#### Problem requirements
Retype the data exactly, so that every line matches the original.

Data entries
──────────────────────────────

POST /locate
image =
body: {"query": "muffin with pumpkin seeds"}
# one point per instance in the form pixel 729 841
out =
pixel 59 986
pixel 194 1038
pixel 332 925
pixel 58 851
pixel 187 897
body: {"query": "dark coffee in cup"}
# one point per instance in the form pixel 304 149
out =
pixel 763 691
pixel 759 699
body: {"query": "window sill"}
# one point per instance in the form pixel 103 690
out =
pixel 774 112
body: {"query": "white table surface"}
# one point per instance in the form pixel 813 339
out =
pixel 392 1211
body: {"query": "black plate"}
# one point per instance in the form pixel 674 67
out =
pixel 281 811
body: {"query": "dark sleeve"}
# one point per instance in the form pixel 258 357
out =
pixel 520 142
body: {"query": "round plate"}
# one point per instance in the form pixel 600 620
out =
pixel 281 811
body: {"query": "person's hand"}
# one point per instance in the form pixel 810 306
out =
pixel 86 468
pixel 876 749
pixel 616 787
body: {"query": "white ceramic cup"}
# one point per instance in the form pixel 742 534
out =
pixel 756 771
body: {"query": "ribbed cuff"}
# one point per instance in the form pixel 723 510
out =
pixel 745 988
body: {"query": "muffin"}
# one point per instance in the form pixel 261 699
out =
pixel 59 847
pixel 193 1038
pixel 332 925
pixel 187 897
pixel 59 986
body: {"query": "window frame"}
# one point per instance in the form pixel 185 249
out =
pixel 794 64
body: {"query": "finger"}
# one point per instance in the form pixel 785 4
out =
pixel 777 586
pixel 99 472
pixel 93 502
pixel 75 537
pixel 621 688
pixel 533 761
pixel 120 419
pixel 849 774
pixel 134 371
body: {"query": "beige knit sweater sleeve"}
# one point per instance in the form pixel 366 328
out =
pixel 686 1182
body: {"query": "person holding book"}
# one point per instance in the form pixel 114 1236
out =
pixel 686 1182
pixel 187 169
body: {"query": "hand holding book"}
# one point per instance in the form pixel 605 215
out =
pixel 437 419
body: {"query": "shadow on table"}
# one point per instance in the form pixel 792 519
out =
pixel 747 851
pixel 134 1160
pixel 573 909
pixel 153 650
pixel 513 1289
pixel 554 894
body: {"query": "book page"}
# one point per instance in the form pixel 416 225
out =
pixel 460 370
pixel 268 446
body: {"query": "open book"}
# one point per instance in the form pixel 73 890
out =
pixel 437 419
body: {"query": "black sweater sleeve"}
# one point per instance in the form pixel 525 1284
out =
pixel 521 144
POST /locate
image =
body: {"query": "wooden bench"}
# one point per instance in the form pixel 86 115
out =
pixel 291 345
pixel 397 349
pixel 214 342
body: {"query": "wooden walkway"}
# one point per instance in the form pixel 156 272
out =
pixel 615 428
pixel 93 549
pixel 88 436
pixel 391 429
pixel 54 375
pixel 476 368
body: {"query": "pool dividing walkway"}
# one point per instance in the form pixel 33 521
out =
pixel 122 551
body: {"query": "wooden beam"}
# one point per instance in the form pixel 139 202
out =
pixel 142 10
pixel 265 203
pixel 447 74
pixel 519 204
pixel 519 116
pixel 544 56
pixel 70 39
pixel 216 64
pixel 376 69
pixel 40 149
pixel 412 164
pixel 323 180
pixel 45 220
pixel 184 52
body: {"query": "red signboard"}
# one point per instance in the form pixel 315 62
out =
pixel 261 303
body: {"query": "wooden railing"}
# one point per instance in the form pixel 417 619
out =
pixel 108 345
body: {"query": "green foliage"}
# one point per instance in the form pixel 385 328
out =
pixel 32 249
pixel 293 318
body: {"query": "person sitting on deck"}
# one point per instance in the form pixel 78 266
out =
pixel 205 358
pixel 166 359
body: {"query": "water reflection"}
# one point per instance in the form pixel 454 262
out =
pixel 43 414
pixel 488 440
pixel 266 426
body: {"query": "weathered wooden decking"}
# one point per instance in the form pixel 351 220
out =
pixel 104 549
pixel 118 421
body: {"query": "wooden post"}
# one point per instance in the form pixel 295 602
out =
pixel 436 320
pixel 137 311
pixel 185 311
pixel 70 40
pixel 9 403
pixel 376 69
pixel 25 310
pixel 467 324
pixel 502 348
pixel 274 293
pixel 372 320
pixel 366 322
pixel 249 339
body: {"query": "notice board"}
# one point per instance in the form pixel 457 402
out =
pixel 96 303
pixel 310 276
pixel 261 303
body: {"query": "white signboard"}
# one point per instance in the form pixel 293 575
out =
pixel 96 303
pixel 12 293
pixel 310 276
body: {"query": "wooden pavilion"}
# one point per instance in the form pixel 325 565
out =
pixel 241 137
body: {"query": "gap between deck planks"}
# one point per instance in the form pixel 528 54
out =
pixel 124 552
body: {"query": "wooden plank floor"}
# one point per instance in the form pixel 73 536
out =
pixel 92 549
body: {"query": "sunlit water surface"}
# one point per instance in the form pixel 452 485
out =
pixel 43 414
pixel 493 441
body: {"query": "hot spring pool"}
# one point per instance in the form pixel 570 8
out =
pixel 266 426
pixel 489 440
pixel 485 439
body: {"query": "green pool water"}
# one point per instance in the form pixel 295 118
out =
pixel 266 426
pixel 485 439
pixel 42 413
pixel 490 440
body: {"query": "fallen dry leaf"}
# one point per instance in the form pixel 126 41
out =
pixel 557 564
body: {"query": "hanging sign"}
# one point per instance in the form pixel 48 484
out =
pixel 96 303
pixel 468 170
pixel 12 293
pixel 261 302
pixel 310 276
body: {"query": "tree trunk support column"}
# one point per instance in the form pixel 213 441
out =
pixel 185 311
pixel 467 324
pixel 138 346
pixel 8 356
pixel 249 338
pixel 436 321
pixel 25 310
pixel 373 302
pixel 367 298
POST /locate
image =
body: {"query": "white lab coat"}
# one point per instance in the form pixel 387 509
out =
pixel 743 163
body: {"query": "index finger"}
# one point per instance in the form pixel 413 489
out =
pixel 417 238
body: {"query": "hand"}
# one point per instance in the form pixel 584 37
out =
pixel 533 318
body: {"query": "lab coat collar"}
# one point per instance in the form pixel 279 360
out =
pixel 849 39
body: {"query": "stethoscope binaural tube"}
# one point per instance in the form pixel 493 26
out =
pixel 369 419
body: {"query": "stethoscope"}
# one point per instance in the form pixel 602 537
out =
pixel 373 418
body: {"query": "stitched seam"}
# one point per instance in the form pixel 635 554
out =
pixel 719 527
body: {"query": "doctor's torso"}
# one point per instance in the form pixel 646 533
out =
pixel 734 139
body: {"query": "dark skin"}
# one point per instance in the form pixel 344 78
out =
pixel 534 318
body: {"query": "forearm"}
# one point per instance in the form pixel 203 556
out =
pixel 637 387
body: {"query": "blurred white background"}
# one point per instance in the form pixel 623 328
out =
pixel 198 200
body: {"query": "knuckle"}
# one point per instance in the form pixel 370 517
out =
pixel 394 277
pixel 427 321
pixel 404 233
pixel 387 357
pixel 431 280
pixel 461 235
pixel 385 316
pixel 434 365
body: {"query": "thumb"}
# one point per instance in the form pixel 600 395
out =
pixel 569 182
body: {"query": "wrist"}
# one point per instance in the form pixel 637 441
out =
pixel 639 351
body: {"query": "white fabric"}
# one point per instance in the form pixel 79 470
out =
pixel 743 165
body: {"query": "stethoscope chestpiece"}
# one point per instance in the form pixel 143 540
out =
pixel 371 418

──────────────────────────────

#### Exercise response
POST /locate
image =
body: {"query": "muffin with pumpkin seeds"}
# one point per instance in the form pixel 729 841
out =
pixel 59 986
pixel 194 1038
pixel 332 925
pixel 58 851
pixel 187 897
body: {"query": "dark coffee in cup"}
# one point per instance in the form pixel 304 149
out =
pixel 763 691
pixel 759 699
body: {"query": "window sill"}
# one point per instance in the form pixel 103 690
out =
pixel 774 112
body: {"query": "white table surface"}
# one point per instance in the form pixel 813 339
out =
pixel 392 1211
body: {"query": "black plate"}
# one point per instance in the form pixel 674 67
out =
pixel 281 811
body: {"query": "dark sleeve"}
# one point per instance in the form pixel 258 357
out =
pixel 520 142
body: {"query": "round plate"}
# one point per instance in the form pixel 600 620
out =
pixel 281 811
body: {"query": "person's hand"}
# one point per instance in the form pixel 810 306
out =
pixel 86 468
pixel 876 749
pixel 616 787
body: {"query": "white ceramic cup"}
# one point per instance in the form pixel 742 534
out =
pixel 756 771
body: {"query": "ribbed cuff"}
# one point per instance in the form pixel 723 510
out =
pixel 745 988
body: {"query": "muffin"}
# one point per instance in the form pixel 261 699
out =
pixel 59 847
pixel 193 1038
pixel 332 925
pixel 187 897
pixel 59 986
body: {"query": "window frame"}
# one point per instance in the form pixel 185 249
out =
pixel 794 64
body: {"query": "finger"}
# one point per instance in the form pixel 785 4
out =
pixel 777 586
pixel 99 472
pixel 93 502
pixel 75 537
pixel 621 688
pixel 533 761
pixel 120 419
pixel 849 774
pixel 134 371
body: {"query": "beige knit sweater sleeve"}
# one point per instance in the form pixel 366 328
out =
pixel 686 1182
body: {"query": "person holding book"}
# one point per instance in the form pixel 114 1236
out =
pixel 686 1182
pixel 187 169
body: {"query": "hand holding book"}
# one point per instance in the form pixel 605 215
out =
pixel 437 419
body: {"query": "shadow on table"}
# one point per instance in the form pixel 792 519
out =
pixel 747 851
pixel 134 1160
pixel 573 909
pixel 153 650
pixel 513 1289
pixel 554 894
body: {"query": "book page"}
# one point per instance in the form pixel 416 225
out =
pixel 460 370
pixel 268 446
body: {"query": "open book"}
# one point per instance in the form pixel 73 890
out =
pixel 437 419
body: {"query": "black sweater sleeve"}
# one point per instance in the form pixel 525 1284
out =
pixel 521 144
POST /locate
image =
body: {"query": "wooden bench"}
# one point per instance in the form pixel 86 115
out =
pixel 291 345
pixel 397 349
pixel 214 342
body: {"query": "wooden walkway"}
# one point per instance in the form pixel 156 272
out =
pixel 615 428
pixel 93 549
pixel 88 436
pixel 391 429
pixel 54 375
pixel 476 368
body: {"query": "pool dividing walkway"}
# one point per instance in the form pixel 33 521
out =
pixel 122 551
body: {"query": "wooden beam"}
# one point per instance in the form pixel 139 202
out =
pixel 142 10
pixel 265 203
pixel 447 74
pixel 519 204
pixel 519 116
pixel 544 56
pixel 70 39
pixel 216 64
pixel 376 69
pixel 40 149
pixel 412 164
pixel 323 180
pixel 45 220
pixel 184 52
body: {"query": "red signboard"}
# one point per instance in the form pixel 315 62
out =
pixel 261 303
body: {"query": "wooden railing"}
# one point per instance in the form pixel 417 619
out =
pixel 108 345
body: {"query": "green foliage"}
# one point per instance in the form pixel 385 328
out =
pixel 32 249
pixel 293 318
body: {"query": "person sitting on deck"}
# one point per instance in the form pixel 78 266
out =
pixel 205 358
pixel 166 359
body: {"query": "water reflection"}
# one point per instance in the form pixel 454 262
out =
pixel 43 414
pixel 488 440
pixel 266 426
body: {"query": "weathered wooden decking"}
# one point per instance in the form pixel 351 220
out =
pixel 104 549
pixel 118 421
body: {"query": "wooden post"}
# one point per instance in the form pixel 295 602
out =
pixel 436 320
pixel 137 311
pixel 185 311
pixel 70 40
pixel 9 403
pixel 376 69
pixel 25 310
pixel 467 324
pixel 502 348
pixel 274 293
pixel 372 320
pixel 366 322
pixel 249 339
body: {"query": "notice board"}
# one point per instance in the form pixel 457 402
out =
pixel 96 303
pixel 310 276
pixel 261 303
body: {"query": "white signboard"}
# one point per instance in the form pixel 293 575
out =
pixel 96 303
pixel 12 293
pixel 310 276
body: {"query": "wooden pavilion"}
# one point per instance in the form pixel 325 565
out =
pixel 241 137
body: {"query": "gap between deck planks"}
# one point per instance in the form pixel 528 54
out =
pixel 124 552
body: {"query": "wooden plank floor"}
# one point per instance in the form pixel 73 536
out =
pixel 92 549
body: {"query": "sunlit water surface"}
# one point per instance in the form pixel 452 485
out =
pixel 43 414
pixel 493 441
body: {"query": "hot spring pool"}
# one point per instance in the form pixel 570 8
out =
pixel 266 426
pixel 489 440
pixel 485 439
body: {"query": "green pool water"}
# one point per instance in the form pixel 295 118
out =
pixel 266 426
pixel 485 439
pixel 42 413
pixel 490 440
body: {"query": "fallen dry leaf"}
# one point per instance in the form pixel 126 41
out =
pixel 557 564
body: {"query": "hanging sign"}
# one point per instance in the form pixel 48 484
out =
pixel 96 303
pixel 468 170
pixel 12 293
pixel 261 302
pixel 310 276
body: {"query": "tree trunk support column"}
# one point per instance in the form pixel 213 441
out =
pixel 185 311
pixel 467 324
pixel 138 346
pixel 8 356
pixel 249 338
pixel 436 321
pixel 25 310
pixel 373 302
pixel 367 298
POST /locate
image =
body: {"query": "white lab coat"}
# one point per instance in the form pixel 387 509
out =
pixel 743 163
body: {"query": "index finger"}
# one point per instance in the form pixel 413 489
out =
pixel 417 238
body: {"query": "hand"}
# one point per instance in the form pixel 584 37
out =
pixel 533 318
body: {"query": "lab coat collar"}
# one point per instance in the form pixel 279 360
out =
pixel 849 39
body: {"query": "stethoscope binaural tube"}
# one point per instance in the form pixel 493 26
out =
pixel 369 419
body: {"query": "stethoscope"}
# one point per instance in the form pixel 602 537
out =
pixel 373 418
body: {"query": "stitched seam"}
# one point per instance in the form pixel 635 554
out =
pixel 719 527
body: {"query": "doctor's torso"}
# one point per instance in the form pixel 646 533
out =
pixel 734 139
body: {"query": "dark skin"}
# one point per instance in the form pixel 344 78
out =
pixel 534 318
body: {"query": "forearm"}
# one point per instance in the form pixel 203 556
out =
pixel 637 387
body: {"query": "blurred white background"}
# one point per instance in the form pixel 623 328
out =
pixel 198 200
body: {"query": "knuckle"}
# one point per instance in the form pixel 370 517
out =
pixel 394 277
pixel 427 321
pixel 404 233
pixel 387 357
pixel 431 280
pixel 461 235
pixel 385 316
pixel 434 365
body: {"query": "thumb"}
# one point per instance in the form pixel 600 395
out =
pixel 569 182
body: {"query": "wrist"}
# one point per instance in the form pixel 637 441
out =
pixel 639 351
body: {"query": "white fabric"}
# one point per instance in the form pixel 79 470
out =
pixel 743 165
body: {"query": "stethoscope chestpiece"}
# one point per instance in the form pixel 143 540
out =
pixel 371 418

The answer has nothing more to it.